Things to do:
1. According to the page on Big Data, what does Big Data require to make it work, since no single technology can be called Big Data?
2. Reproduce the portion of the page on Big Data starting at "Just a synonym" and ending at "in the data.".

Page extract:
You’ve heard of Big Data, right? We’re all supposed to say yes, and Big Data is one of those topics I thought I understood until I tried explaining it. I realized that I needed to get my head around it at a high level. If you’re like I was, then this blog post is for you.
Any technology is only useful if it solves a problem (or problems). So what problem(s) does Big Data solve?
As we all know, there is data, lots of it: historical data, sure, but also new data generated from social media apps, click stream data from web applications, IoT sensor data, and on and on. The amount of data is larger than ever, coming in at ever-increasing rates, and in many different formats.
The business value in the data comes from the meaning we can harvest from it. And deriving business value from all that data is a big problem. Why? Let’s break it down.
People are more connected than ever before, and this interconnection leads to more and more data sources, resulting in an amount of data that is larger than ever before (and constantly growing). The increased volume of data requires ever increasing computing power in order to derive value (meaning) from the data. Traditional computing methods simply don’t work on the volume of data accumulating today!
The speed and directions from which data come into the enterprise is increasing due to interconnection and advances in network technology, so it is coming in faster than we can make sense out of it . And the faster the data come in and more varied the sources, the harder it is to derive value (meaning) from the data. Traditional computing methods don’t work on data coming in at today’s speeds!
More sources of data means more varieties of data in different formats: from traditional documents and databases, to semi-structured and unstructured data from click streams, GPS location data, social media apps, and IoT (to name a few). Different data formats means it’s tougher to derive value (meaning) from the data because it must all be extracted for processing in different ways. Traditional computing methods don’t work on all these different varieties of data!
What Big Data is NOT
Traditional data like documents and databases
It’s true, there are LOTS of documents and databases in the world, and while these sources contribute to Big Data, they themselves are not Big Data. The varieties of data that are being collected today is changing, and this is driving Big Data. Some of the data are structured, like traditional documents and databases but most are semi-structured, or unstructured.
Just a synonym for “lots of data”
Big Data is much more than just a “lot of data”.
Lots of data is driving Big Data, but to associate the volume of data with the term Big Data and stop there is a mistake.
It’s not about the data
Big Data is not about the data , any more than philosophy is about words. Big Data is about the value that can be extracted from the data, or, the MEANING contained in the data.
A single technology – rather it’s an entire technology ecosystem
Big Data is a way of harvesting raw data from multiple, disparate data sources, storing the data for use by analytics programs, and using the raw data to derive value (meaning) from the data in a whole new ways. We’re talking data from traditional business applications like CRM and web applications, combined with data from a growing number of sensors (IoT), and social media like Facebook, Twitter, and LinkedIn.
This means that no single technology can be called Big Data, which requires a tightly coordinated ecosystem of data acquisition, storage, and application technologies to make it work.
Big Data is the natural evolution of the way to cope with the vast quantities, types, and volume of data from today’s applications. The volume, velocity and variety of data coming into today’s enterprise means that these problems can only be solved by a solution that is equally organic, and capable of continued evolution.

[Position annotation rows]

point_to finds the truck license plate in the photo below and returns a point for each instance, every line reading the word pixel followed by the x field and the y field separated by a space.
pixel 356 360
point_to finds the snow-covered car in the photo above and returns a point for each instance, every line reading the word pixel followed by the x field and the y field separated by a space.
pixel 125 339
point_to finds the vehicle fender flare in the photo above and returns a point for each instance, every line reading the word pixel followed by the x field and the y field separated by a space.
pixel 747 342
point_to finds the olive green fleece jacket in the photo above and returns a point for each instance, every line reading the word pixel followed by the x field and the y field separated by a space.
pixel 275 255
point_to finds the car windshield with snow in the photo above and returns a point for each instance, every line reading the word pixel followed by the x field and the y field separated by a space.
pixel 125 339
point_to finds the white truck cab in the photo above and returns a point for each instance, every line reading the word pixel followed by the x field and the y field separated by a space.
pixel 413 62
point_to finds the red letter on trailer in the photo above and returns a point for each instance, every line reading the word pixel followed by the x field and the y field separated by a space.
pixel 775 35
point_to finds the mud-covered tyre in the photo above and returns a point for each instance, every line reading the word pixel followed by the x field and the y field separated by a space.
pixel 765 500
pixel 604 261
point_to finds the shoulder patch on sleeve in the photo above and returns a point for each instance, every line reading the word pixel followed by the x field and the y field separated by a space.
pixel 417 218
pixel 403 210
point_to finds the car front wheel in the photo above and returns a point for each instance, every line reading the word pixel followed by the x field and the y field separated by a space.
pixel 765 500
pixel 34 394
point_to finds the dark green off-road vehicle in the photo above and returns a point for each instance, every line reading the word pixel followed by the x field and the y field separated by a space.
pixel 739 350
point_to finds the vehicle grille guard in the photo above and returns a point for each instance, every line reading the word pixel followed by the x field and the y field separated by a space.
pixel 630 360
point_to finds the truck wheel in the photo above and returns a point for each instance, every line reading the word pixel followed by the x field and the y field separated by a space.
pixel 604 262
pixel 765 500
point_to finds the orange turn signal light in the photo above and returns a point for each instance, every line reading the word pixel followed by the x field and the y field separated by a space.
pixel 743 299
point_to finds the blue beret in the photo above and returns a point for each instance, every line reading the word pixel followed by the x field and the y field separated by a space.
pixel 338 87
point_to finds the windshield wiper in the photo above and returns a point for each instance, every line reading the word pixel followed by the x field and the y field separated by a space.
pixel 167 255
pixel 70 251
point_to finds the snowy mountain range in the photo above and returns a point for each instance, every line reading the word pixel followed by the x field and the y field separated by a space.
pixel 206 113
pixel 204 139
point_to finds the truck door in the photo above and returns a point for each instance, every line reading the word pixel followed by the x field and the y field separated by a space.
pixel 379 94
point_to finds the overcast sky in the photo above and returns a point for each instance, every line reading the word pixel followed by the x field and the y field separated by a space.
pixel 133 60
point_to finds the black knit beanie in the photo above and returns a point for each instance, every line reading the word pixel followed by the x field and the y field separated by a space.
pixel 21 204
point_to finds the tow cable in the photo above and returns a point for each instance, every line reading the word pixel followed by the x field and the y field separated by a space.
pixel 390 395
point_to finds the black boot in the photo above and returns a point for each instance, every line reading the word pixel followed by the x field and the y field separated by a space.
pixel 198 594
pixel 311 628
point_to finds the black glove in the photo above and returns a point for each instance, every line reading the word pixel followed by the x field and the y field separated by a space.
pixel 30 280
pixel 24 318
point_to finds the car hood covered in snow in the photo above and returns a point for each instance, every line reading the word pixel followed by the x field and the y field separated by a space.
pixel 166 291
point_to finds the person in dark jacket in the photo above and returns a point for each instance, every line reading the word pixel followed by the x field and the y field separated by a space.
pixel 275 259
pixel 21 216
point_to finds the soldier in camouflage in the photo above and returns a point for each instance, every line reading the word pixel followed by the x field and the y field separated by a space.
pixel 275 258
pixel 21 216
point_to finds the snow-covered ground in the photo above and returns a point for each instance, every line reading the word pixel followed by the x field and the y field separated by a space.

Answer set:
1. A tightly coordinated ecosystem of data acquisition, storage, and application technologies.

2.
Just a synonym for “lots of data”
Big Data is much more than just a “lot of data”.
Lots of data is driving Big Data, but to associate the volume of data with the term Big Data and stop there is a mistake.
It’s not about the data
Big Data is not about the data , any more than philosophy is about words. Big Data is about the value that can be extracted from the data, or, the MEANING contained in the data.